> GOAL: Rewrite every one of the records below as a numbered list, skipping any blank lines. Leave the pictures out of your answer.

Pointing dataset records

%%

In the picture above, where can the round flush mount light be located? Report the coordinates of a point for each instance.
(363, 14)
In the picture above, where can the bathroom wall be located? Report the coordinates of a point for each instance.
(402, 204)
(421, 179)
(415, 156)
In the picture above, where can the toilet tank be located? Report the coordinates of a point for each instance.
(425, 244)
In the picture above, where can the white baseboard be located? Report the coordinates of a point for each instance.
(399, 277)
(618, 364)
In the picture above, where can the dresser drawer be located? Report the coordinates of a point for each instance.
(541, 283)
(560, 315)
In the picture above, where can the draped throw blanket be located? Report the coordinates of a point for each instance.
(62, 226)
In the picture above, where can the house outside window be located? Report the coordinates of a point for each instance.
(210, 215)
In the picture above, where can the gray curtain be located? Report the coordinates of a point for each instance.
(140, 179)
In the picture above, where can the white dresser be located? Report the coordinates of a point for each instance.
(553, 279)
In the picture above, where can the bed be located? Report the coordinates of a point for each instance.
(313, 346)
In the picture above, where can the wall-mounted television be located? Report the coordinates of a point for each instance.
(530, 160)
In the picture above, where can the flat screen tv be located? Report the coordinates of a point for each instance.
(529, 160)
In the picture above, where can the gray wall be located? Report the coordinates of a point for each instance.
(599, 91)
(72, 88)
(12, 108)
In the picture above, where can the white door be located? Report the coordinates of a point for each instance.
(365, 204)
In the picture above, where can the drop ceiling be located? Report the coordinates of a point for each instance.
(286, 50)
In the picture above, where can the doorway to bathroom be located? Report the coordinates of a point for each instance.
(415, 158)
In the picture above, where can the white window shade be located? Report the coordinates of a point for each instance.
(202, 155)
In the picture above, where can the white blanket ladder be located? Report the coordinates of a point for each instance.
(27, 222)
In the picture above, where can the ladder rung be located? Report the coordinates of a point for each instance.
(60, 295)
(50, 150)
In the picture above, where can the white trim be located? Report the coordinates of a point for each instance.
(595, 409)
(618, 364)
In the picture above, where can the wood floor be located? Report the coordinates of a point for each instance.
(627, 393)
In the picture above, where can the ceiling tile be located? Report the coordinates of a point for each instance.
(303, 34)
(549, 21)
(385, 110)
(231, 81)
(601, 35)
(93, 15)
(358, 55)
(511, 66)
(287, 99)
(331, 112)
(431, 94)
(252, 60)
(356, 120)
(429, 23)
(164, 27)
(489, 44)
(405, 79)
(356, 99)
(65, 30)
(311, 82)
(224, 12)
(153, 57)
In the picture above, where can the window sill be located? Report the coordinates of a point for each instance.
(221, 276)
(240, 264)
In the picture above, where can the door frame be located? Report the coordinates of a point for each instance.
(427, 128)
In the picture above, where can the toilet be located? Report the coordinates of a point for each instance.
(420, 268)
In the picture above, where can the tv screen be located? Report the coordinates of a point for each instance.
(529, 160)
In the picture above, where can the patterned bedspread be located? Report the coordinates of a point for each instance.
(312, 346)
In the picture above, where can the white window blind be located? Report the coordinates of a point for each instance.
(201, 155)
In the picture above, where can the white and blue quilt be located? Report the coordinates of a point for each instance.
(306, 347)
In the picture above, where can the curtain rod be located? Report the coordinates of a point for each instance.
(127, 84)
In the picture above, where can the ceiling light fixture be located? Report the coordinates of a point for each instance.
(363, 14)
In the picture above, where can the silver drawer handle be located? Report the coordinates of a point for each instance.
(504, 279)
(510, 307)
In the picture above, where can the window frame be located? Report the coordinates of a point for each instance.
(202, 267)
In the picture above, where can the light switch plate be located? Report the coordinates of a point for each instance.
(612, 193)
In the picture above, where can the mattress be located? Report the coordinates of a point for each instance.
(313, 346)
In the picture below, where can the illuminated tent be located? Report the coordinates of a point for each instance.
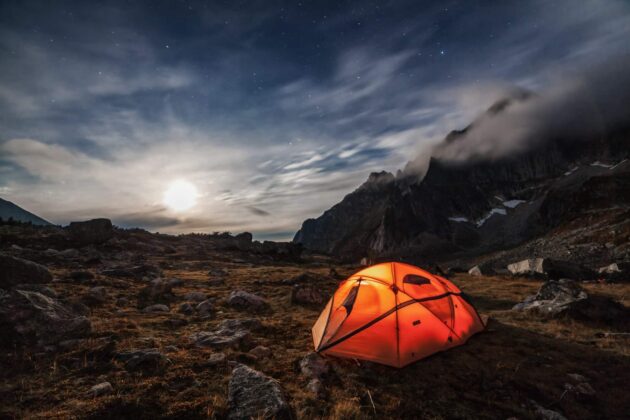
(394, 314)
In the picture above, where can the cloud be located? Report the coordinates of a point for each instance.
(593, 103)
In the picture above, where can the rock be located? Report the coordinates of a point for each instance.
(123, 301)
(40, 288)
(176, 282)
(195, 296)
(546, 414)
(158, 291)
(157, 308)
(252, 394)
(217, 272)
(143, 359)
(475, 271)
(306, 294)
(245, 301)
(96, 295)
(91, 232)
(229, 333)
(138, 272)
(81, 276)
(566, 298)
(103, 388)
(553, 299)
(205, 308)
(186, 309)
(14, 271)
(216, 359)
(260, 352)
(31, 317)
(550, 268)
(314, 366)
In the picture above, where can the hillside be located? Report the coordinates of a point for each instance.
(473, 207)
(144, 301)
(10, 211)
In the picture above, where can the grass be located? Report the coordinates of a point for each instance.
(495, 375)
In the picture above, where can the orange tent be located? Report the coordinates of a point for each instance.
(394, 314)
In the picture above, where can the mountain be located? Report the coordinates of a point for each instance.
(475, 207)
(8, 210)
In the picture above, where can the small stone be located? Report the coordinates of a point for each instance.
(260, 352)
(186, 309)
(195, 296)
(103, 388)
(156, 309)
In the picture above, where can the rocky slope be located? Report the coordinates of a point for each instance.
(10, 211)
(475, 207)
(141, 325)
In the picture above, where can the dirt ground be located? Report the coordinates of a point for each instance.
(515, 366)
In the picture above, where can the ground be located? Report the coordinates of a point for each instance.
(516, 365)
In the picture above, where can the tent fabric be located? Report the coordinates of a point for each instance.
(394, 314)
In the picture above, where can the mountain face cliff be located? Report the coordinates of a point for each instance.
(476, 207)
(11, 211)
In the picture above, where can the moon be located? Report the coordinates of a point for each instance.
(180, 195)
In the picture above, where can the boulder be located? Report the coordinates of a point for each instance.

%%

> COMPLETE OUTPUT:
1. In the picture above, where can the round flush mount light be located? Report the coordinates of a point for each instance.
2. (363, 14)
3. In the picture above, where can the bathroom wall be located? Report the coordinates of a point for each instance.
4. (402, 204)
5. (421, 179)
6. (415, 156)
7. In the picture above, where can the toilet tank be located? Report the coordinates of a point for each instance.
8. (425, 244)
9. In the picture above, where can the white baseboard be located? Report the coordinates of a point for each instance.
10. (399, 277)
11. (618, 364)
12. In the picture above, where can the dresser drawer be located? Report the coordinates of a point for each instance.
13. (541, 283)
14. (560, 315)
15. In the picture above, where can the draped throw blanket be located? Report the coordinates of a point for each instance.
16. (62, 226)
17. In the picture above, where can the house outside window be located? Report the coordinates of a point for each instance.
18. (210, 215)
19. In the picture above, where can the gray curtain be located? Report the coordinates of a point for each instance.
20. (140, 179)
21. In the picture above, where can the white dresser be located? Report the coordinates of a point for each instance.
22. (553, 279)
23. In the picture above, where can the bed be located? Report the coordinates of a point for each instance.
24. (313, 346)
25. In the picture above, where can the wall-mounted television be located? Report the coordinates of a point for each instance.
26. (530, 160)
27. In the picture above, where can the flat screen tv be located? Report the coordinates of a point for each instance.
28. (529, 160)
29. In the picture above, where can the gray wall be located? Report the coordinates of a point for each instance.
30. (599, 91)
31. (72, 88)
32. (12, 108)
33. In the picture above, where can the white door be located? Report the coordinates of a point for each instance.
34. (365, 204)
35. In the picture above, where can the drop ceiling be located? Report the coordinates of a point for each instance.
36. (286, 50)
37. In the picture above, where can the doorway to bathroom be located? Report the coordinates of a point for each instance.
38. (415, 158)
39. In the picture above, where can the white window shade be located? Report the coordinates of a point for each instance.
40. (202, 155)
41. In the picture above, where can the white blanket ladder be located? Report the coordinates of a point for each instance.
42. (27, 222)
43. In the picture above, where can the ladder rung be located? Report the coordinates of a point for each instance.
44. (60, 295)
45. (50, 150)
46. In the picture above, where can the white trim be located? Report the coordinates of a point for each instance.
47. (595, 409)
48. (618, 364)
49. In the picture above, where can the wood floor be located? Report the coordinates of a point for each instance.
50. (627, 393)
51. In the picture above, where can the ceiling tile be located? Report the coordinates of a point for each instance.
52. (303, 34)
53. (549, 21)
54. (385, 110)
55. (231, 81)
56. (601, 35)
57. (93, 15)
58. (358, 55)
59. (511, 66)
60. (287, 99)
61. (331, 112)
62. (431, 94)
63. (252, 60)
64. (356, 120)
65. (429, 23)
66. (164, 27)
67. (489, 44)
68. (405, 79)
69. (356, 99)
70. (65, 30)
71. (311, 82)
72. (224, 12)
73. (153, 57)
74. In the picture above, where can the window sill be located? Report the coordinates of a point for each instance.
75. (221, 276)
76. (240, 264)
77. In the picture above, where can the door frame be located? Report the coordinates of a point for each instance.
78. (427, 128)
79. In the picture above, where can the toilet be located? Report the coordinates of a point for each instance.
80. (420, 268)
81. In the picture above, where can the tv screen be located? Report the coordinates of a point for each instance.
82. (529, 160)
83. In the picture above, where can the patterned bedspread be located? Report the coordinates of a point for each instance.
84. (312, 346)
85. In the picture above, where can the white window blind be located? Report the coordinates of a point for each instance.
86. (201, 155)
87. In the picture above, where can the white and blue quilt be located? Report the coordinates of a point for each instance.
88. (306, 347)
89. In the picture above, where can the curtain rod be located? Report the coordinates of a point for each instance.
90. (127, 84)
91. In the picture above, where can the ceiling light fixture be located? Report the coordinates of a point for each instance.
92. (363, 14)
93. In the picture above, where can the silver drawer handle be located? Report the coordinates of a point for each instance.
94. (504, 279)
95. (510, 307)
96. In the picture above, where can the window frame be located? Report the coordinates of a point for each instance.
97. (202, 267)
98. In the picture above, where can the light switch plate be located? Report the coordinates of a point for each instance.
99. (612, 193)
100. In the picture above, where can the mattress be located? Report the coordinates of a point for each instance.
101. (313, 346)
102. In the picture below, where can the illuminated tent be located? Report the coordinates of a point for each instance.
103. (394, 314)
104. In the picture above, where can the cloud be located? Report the coordinates of a point for each instance.
105. (593, 103)
106. In the picture above, where can the rock be located? Report the coordinates of a point for each instance.
107. (123, 301)
108. (40, 288)
109. (176, 282)
110. (195, 296)
111. (546, 414)
112. (158, 291)
113. (157, 308)
114. (252, 394)
115. (217, 272)
116. (143, 359)
117. (475, 271)
118. (306, 294)
119. (245, 301)
120. (96, 295)
121. (91, 232)
122. (229, 333)
123. (138, 272)
124. (81, 276)
125. (566, 298)
126. (103, 388)
127. (553, 299)
128. (205, 308)
129. (186, 309)
130. (14, 271)
131. (216, 359)
132. (260, 352)
133. (31, 317)
134. (550, 268)
135. (314, 366)
136. In the picture above, where can the hillside be located? Report the coordinates of a point for each instance.
137. (473, 207)
138. (144, 301)
139. (10, 211)
140. In the picture above, where can the grass be located? Report the coordinates of a point for each instance.
141. (495, 375)
142. In the picture above, where can the orange tent be located? Report the coordinates of a point for each instance.
143. (394, 314)
144. In the picture above, where can the mountain be located? Report the coordinates of a point for each instance.
145. (475, 207)
146. (8, 210)
147. In the picture above, where can the small stone be located? Report the coordinates of a point for each instance.
148. (260, 352)
149. (186, 309)
150. (195, 296)
151. (103, 388)
152. (156, 309)
153. In the picture above, where can the rocky slope be located? Report the coordinates of a point for each instance.
154. (10, 211)
155. (475, 207)
156. (141, 325)
157. In the picture above, where can the dirt ground be located? Report the coordinates of a point for each instance.
158. (515, 366)
159. In the picture above, where can the ground be located? Report the coordinates of a point for each instance.
160. (516, 365)
161. In the picture above, where can the tent fabric be located? Report the coordinates of a point for each instance.
162. (394, 314)
163. In the picture above, where can the mountain face cliff be located? Report the coordinates of a point for each instance.
164. (476, 207)
165. (11, 211)
166. In the picture above, where can the moon be located? Report the coordinates of a point for each instance.
167. (180, 195)
168. In the picture above, where can the boulder be located? Report the coordinates of a point for each instance.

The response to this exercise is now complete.